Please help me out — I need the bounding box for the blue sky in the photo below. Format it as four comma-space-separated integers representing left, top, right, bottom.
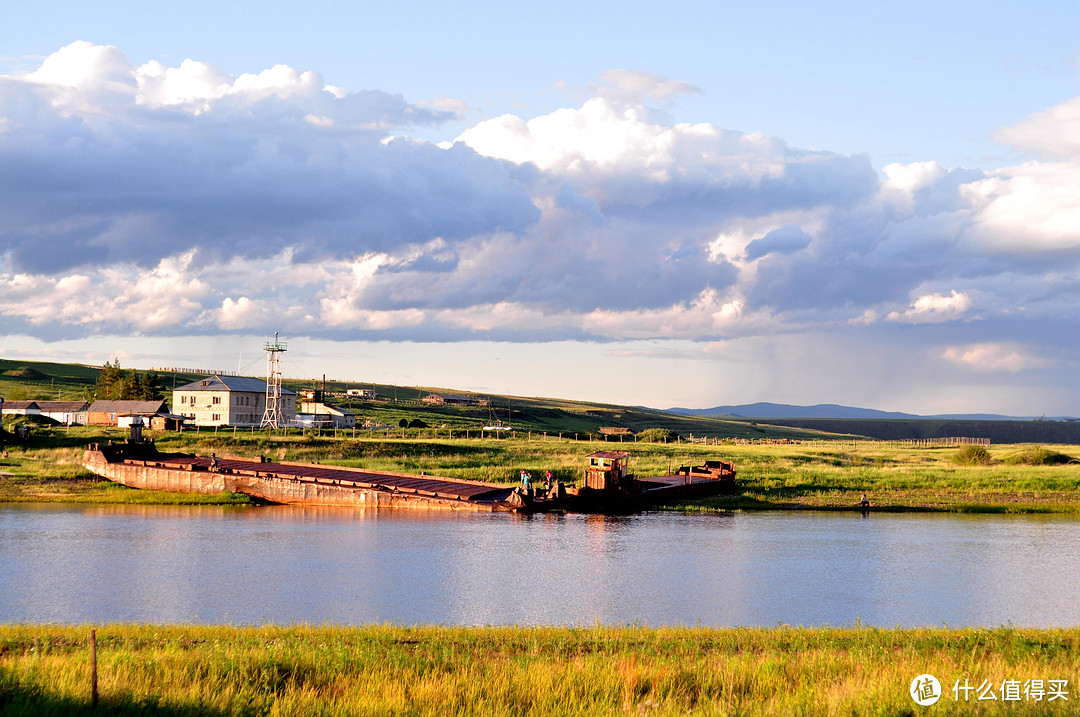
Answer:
0, 2, 1080, 415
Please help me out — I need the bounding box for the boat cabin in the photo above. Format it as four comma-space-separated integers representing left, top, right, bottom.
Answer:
585, 450, 630, 491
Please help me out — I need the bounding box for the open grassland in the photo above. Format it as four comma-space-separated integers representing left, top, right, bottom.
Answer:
0, 429, 1080, 513
0, 625, 1080, 716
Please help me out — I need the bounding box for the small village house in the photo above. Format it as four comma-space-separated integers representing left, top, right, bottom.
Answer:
296, 394, 356, 429
420, 393, 491, 406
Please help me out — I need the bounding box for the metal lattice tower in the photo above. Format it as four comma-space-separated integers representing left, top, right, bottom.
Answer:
260, 332, 286, 429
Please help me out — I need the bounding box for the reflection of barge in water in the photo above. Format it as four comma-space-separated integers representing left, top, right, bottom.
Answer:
83, 441, 734, 513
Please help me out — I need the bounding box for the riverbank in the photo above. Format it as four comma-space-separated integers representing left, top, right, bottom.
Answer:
0, 625, 1080, 715
0, 429, 1080, 513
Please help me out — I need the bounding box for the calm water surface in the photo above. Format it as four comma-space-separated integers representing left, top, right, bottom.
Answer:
0, 505, 1080, 626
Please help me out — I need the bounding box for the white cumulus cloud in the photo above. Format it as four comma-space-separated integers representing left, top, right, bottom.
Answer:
942, 342, 1050, 374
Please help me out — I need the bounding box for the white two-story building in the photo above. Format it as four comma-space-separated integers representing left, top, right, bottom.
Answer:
173, 376, 296, 427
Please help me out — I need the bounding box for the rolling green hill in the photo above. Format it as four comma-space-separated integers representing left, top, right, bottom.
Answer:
0, 359, 1080, 444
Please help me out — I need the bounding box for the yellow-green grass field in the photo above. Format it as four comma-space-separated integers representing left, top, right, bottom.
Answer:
0, 625, 1080, 715
0, 429, 1080, 513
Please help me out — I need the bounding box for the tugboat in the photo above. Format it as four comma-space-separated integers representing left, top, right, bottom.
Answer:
507, 450, 735, 513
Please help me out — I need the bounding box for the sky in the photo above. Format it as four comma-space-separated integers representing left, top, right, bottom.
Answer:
0, 0, 1080, 416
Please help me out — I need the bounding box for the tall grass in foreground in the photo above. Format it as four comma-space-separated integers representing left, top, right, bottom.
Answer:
0, 625, 1080, 715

• [WHAT THIS TASK INVOLVES]
Copy out the stretch of items from the line containing "for the boat" through the line containing "585, 450, 630, 491", keeping the request wording unchanged. In the answers only, multiply every bounding-box coordinate by 1.6 and round it to a whole number, with halves rounding up.

• [WRITTEN SOLUTION]
Please help me out — I need the bounding box for the boat cabin in the photo above. Format it as four comma-space-separated integers representing left, top, right, bottom.
Answer:
936, 720, 1008, 786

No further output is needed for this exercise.